▶ [EXTRAIT DU TEXTE]
****************

La mission conseille de « consolider la recherche sur les leviers de reconception des systèmes ». Elle ajoute le besoin de « renforcer la politique de transfert aux éleveurs et la valorisation économique », afin de conforter la souveraineté de l’élevage français.
Une gouvernance nationale associant l’ensemble des acteurs
« Une véritable interprofession s’impose » pour la génétique des ruminants. France Génétique Élevage, qui officie actuellement en tant qu’interprofession, « est focalisée sur des projets opérationnels et ne remplit pas ou de manière défaillante sa mission stratégique », inculpent les experts du CGAAER.
Ils recommandent la mise en place d’une gouvernance politique de la filière, partagée publique-privée, parallèlement aux comités techniques existants et en associant l’ensemble des acteurs. « La réussite et la résilience de la filière de la génétique nécessitent une interprofession fonctionnant de manière fluide, où peuvent se construire des schémas stratégiques, des accords pluriannuels pour donner de la visibilité aux acteurs ainsi que des préconisations. »
Quant au projet privé « Eurogenomics », qui vise à faire émerger une alliance économique européenne face au marché mondial de la génétique, le rapport insiste sur les fortes tensions qu’il suscite. Il conseille de « clarifier les objectifs, les coûts, et d’aligner la gouvernance au niveau national et européen en conséquence ».
Pilotage plus stratégique du progrès génétique
Le rapport revient aussi sur le pilotage du progrès génétique, citant pour exemple le fonctionnement en sélection végétale, où la procédure d’approbation des variétés végétales est soumise à « un ensemble de tests harmonisés, de débat au sein de l’ensemble des maillons de la filière avec la recherche publique et le ministère avant approbation par le ministère chargé de l’Agriculture ».
Les rapporteurs conseillent ainsi de revoir la procédure de validation des programmes de sélection et des nouveaux organismes de sélection en génétique animale. En effet, la validation d’un nouvel organisme de sélection se fait par un arrêté ministériel, « sans obligation de différenciation » à l’heure actuelle. Intégrer plusieurs étapes à l’image de la filière végétale encouragerait une meilleure gestion collective du progrès génétique.

****************

▶ [DONNÉES SOURCES]
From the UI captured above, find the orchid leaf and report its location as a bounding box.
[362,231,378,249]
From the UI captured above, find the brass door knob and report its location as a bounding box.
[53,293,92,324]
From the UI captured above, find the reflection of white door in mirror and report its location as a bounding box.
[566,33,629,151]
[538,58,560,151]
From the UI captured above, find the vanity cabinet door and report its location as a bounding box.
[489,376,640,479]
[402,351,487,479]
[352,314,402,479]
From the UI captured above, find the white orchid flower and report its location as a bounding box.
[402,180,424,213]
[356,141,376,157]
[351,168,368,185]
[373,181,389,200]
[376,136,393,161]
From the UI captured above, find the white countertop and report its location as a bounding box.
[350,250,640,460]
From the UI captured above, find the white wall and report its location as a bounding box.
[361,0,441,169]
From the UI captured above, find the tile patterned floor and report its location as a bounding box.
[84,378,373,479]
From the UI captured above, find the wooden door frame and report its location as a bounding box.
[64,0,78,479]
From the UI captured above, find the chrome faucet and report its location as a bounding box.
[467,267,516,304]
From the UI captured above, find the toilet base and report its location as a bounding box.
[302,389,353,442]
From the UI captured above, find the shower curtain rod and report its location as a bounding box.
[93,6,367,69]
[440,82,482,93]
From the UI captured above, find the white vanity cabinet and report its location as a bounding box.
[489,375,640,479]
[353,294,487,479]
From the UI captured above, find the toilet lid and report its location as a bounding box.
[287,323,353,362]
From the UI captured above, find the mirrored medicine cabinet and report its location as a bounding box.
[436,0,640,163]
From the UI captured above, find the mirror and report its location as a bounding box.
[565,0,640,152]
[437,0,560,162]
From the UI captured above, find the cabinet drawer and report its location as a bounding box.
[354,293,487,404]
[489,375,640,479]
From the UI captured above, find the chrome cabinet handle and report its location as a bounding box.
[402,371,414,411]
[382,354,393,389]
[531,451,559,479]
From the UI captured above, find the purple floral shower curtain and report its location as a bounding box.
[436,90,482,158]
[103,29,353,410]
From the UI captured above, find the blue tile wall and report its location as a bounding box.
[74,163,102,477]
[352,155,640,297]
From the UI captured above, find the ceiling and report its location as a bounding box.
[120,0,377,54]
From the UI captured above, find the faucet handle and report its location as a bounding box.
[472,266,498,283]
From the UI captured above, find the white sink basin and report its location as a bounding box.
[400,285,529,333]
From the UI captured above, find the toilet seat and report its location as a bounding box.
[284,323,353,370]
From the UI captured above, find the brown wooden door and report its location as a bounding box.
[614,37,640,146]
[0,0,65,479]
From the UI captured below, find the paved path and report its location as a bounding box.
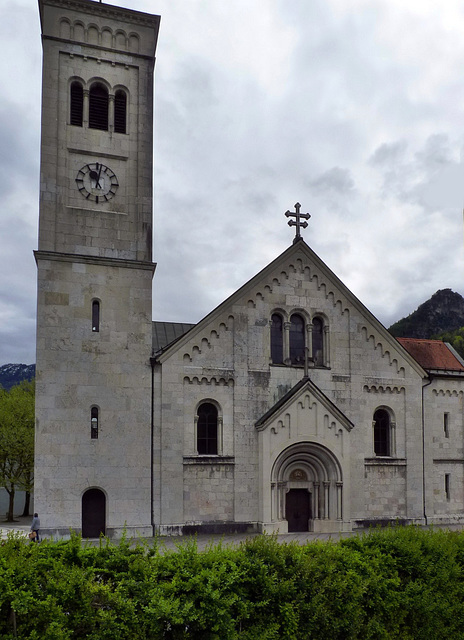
[0,517,464,550]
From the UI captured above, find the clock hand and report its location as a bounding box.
[95,162,103,189]
[89,162,103,189]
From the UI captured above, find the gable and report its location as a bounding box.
[158,240,426,377]
[255,377,354,435]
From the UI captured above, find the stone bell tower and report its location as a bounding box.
[35,0,160,537]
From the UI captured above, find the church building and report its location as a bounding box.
[34,0,464,537]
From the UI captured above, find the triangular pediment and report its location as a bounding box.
[255,378,354,436]
[157,240,426,378]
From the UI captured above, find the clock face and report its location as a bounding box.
[76,162,119,204]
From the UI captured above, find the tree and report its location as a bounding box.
[0,381,35,522]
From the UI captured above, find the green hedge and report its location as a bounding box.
[0,527,464,640]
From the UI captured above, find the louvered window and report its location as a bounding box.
[271,313,284,364]
[289,313,305,364]
[114,90,127,133]
[90,407,98,440]
[89,84,108,131]
[312,318,324,367]
[70,82,84,127]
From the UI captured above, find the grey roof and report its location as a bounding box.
[152,322,195,353]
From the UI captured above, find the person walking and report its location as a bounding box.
[31,513,40,542]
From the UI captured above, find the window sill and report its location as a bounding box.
[184,455,235,465]
[364,456,406,467]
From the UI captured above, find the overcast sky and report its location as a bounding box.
[0,0,464,365]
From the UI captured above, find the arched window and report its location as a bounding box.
[92,300,100,332]
[69,81,84,127]
[197,402,218,456]
[374,409,391,456]
[90,407,98,440]
[89,82,108,131]
[289,313,305,364]
[312,318,324,367]
[271,313,284,364]
[114,89,127,133]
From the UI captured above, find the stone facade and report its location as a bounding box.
[35,0,464,535]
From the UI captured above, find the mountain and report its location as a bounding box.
[389,289,464,338]
[0,364,35,390]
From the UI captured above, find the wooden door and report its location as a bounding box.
[285,489,311,532]
[82,489,106,538]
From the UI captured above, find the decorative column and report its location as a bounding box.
[322,324,330,367]
[279,482,287,520]
[218,416,223,456]
[192,415,198,455]
[306,322,314,367]
[271,482,278,522]
[283,322,292,365]
[82,89,89,127]
[336,482,343,520]
[313,482,321,520]
[323,480,330,520]
[108,94,114,132]
[390,419,396,458]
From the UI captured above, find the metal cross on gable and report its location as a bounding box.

****************

▶ [LISTE DES ACTIVITÉS]
**a)** Dans l'extrait sur la génétique des ruminants, que doit permettre de construire une interprofession fonctionnant de manière fluide ? Citez tous les éléments énumérés.
**b)** Pouvez-vous reprendre l'extrait sur la génétique animale et le poursuivre après sa dernière phrase ?
Les enregistrements ci-dessus ne sont pas nécessaires.

▶ [RÉPONSES DANS L'ORDRE]
**a)**
- des schémas stratégiques
- des accords pluriannuels pour donner de la visibilité aux acteurs
- des préconisations

**b)**
Par ailleurs, « très peu de travaux ont été effectués sur le coût global de la reproduction », des informations qui seraient pourtant « utiles pour piloter la stratégie de la filière et permettre aux éleveurs de prendre des choix éclairés ».
Revoir l’attribution des subventions
Le pilotage stratégique devrait aussi passer par « une révision des règles d’attribution de subventions ». Si le secteur génétique ruminants bénéficie de soutiens publics à différentes échelles et pour différents objectifs, les experts du CGAAER notent « l’absence de données partagées entre l’ensemble des acteurs » en ce qui concerne ces soutiens, et un manque de pilotage.
La mission recommande d’engager un travail d’évaluation des priorités avant 2027 et de mise en place de critères d’évaluation. Elle préconise notamment de soutenir les actions de mutualisation, de simplifier administrativement l’ensemble des subventions, et de déconcentrer une partie des crédits pour des approches plus adaptées aux territoires.
Pour répondre aux enjeux territoriaux spécifiques, tels que dans les zones de montagne, le CGAAER conseille de mettre en œuvre « une organisation locale qui rassemble l’ensemble des acteurs au niveau de chaque bassin d’élevage ». Cette gouvernance territoriale sera plus « propice à des échanges de qualité et constructifs », explique le rapport.